_EXCERPT_.
October 25, 2022

Rise in child RSV cases may cause hospital capacity strain in the winter

By: Tarsilla Moura

Editor's Note

A “sharp rise” in cases of respiratory syncytial virus (RSV) this fall is worrying staff at US hospitals, who fear what may happen to the capacity of hospitals and other healthcare facilities if RSV, influenza, and COVID-19 infections peak around the same time this winter, The Washington Post October 23 reports.

Capacity strains might disproportionally occur at children’s hospitals, the article noted. RSV, a common respiratory virus that mostly causes cold-like symptoms, primarily affects children; while adults can “usually brush off RSB in a week or two,” according to the article, young children have a harder time recovering. Because of their smaller airways, inflammation affects children more severely, and they are more likely to need oxygen or treatment at a healthcare facility.

_SUPPLIED DATA_.
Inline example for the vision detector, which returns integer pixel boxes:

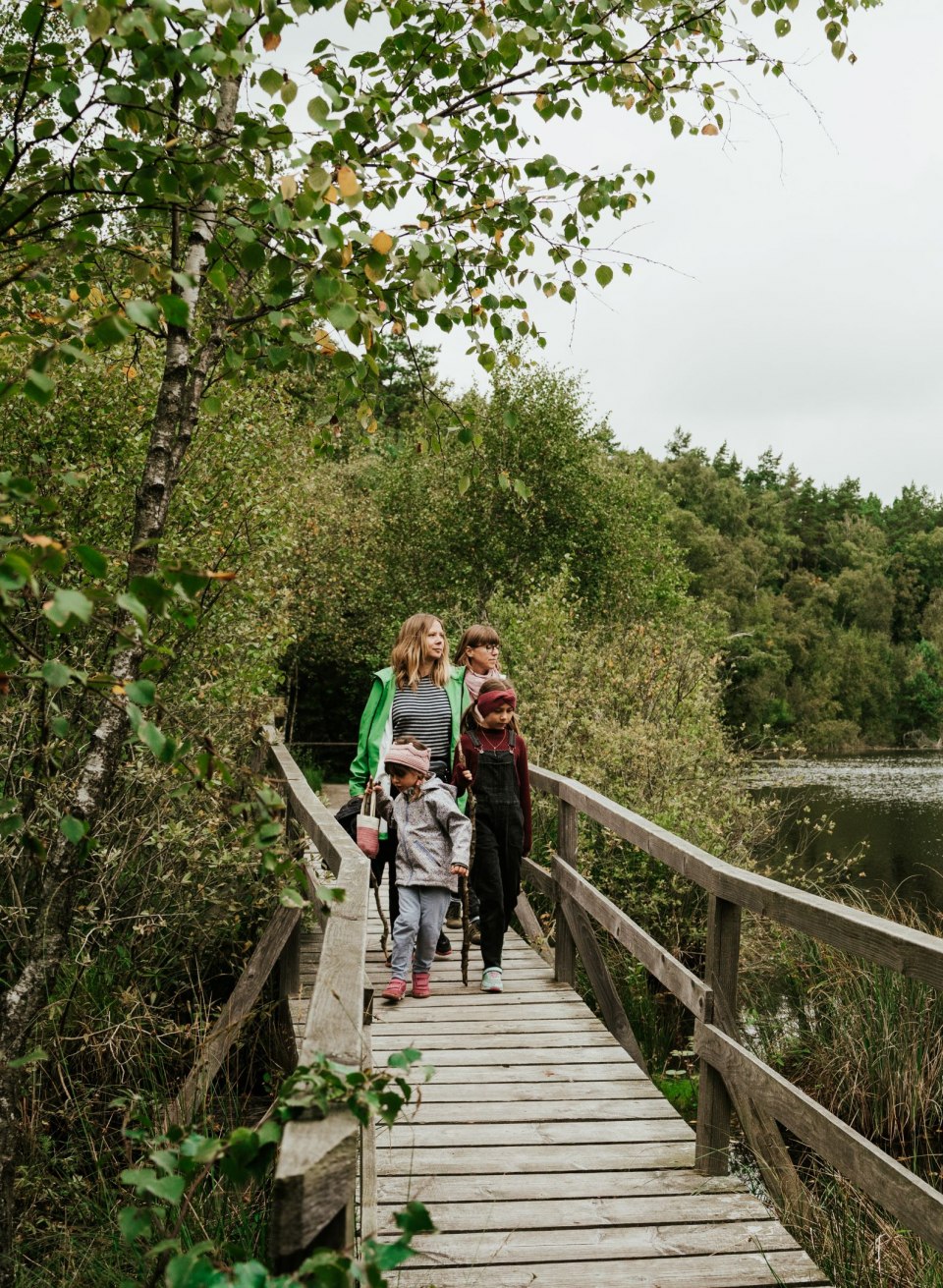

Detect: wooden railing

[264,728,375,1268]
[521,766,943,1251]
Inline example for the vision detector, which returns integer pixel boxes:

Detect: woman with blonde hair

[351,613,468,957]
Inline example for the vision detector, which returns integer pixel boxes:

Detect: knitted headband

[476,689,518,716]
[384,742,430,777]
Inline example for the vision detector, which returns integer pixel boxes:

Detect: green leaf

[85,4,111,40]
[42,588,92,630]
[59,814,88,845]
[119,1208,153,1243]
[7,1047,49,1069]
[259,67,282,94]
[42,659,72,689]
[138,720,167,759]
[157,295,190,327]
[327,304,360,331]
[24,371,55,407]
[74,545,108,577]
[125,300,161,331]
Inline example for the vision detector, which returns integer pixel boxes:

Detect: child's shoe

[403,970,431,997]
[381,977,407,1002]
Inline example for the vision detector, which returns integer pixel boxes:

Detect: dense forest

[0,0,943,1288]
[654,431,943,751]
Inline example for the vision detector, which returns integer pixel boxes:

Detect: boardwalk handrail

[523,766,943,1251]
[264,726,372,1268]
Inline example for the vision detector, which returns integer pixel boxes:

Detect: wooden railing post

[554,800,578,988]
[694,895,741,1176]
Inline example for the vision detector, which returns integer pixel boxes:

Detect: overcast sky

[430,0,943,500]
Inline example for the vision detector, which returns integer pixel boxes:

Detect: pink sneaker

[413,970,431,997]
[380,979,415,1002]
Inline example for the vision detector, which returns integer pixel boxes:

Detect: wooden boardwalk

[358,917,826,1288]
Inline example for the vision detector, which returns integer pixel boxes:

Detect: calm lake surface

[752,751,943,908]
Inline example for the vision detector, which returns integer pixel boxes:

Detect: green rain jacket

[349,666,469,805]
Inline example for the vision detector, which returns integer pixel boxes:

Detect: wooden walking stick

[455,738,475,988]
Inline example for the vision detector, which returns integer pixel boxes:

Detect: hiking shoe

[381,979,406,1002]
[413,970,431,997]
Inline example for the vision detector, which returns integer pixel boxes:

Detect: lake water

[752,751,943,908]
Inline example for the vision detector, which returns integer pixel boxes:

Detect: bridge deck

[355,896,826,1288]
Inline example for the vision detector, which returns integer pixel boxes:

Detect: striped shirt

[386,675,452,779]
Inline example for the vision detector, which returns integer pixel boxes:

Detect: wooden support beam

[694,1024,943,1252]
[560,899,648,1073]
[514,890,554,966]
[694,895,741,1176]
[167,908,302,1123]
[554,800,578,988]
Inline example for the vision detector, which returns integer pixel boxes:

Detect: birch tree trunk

_TASKS TO CARRY OUT_.
**A)** Quote the article on child RSV cases exactly, between "By: Tarsilla Moura" and "October 23 reports.", inclusive.
**B)** Continue the article on child RSV cases from the point where it stops.

_PER-TASK ANSWERS_.
**A)**
By: Tarsilla Moura

Editor's Note

A “sharp rise” in cases of respiratory syncytial virus (RSV) this fall is worrying staff at US hospitals, who fear what may happen to the capacity of hospitals and other healthcare facilities if RSV, influenza, and COVID-19 infections peak around the same time this winter, The Washington Post October 23 reports.

**B)**
According to the Centers for Disease Control and Prevention, some 58,000 children under 5 are hospitalized annually in the US because of RSV infection, and between 100 and 500 children under 5 die of RSV every year. Elizabeth Mack, head of the pediatric critical-care unit at the Medical University of South Carolina, told The Washington Post that “children’s hospitals…are drowning right now,” and that RSV is the most common reason why infants are hospitalized. According to Mack, the season for RSV usually starts in October, but the wave this year began as early as August.

RSV symptoms include fever, runny nose, coughing, and difficult breathing, which makes it “almost impossible” to differentiate it from flu- or COVID-like symptoms, Thomas Murray, associate professor at Yale University School of Medicine who specializes in pediatric infectious disease, told The Washington Post. According to Murray, sanitizing areas frequently touched by children is recommended since RSV spreads more via surfaces rather than droplets.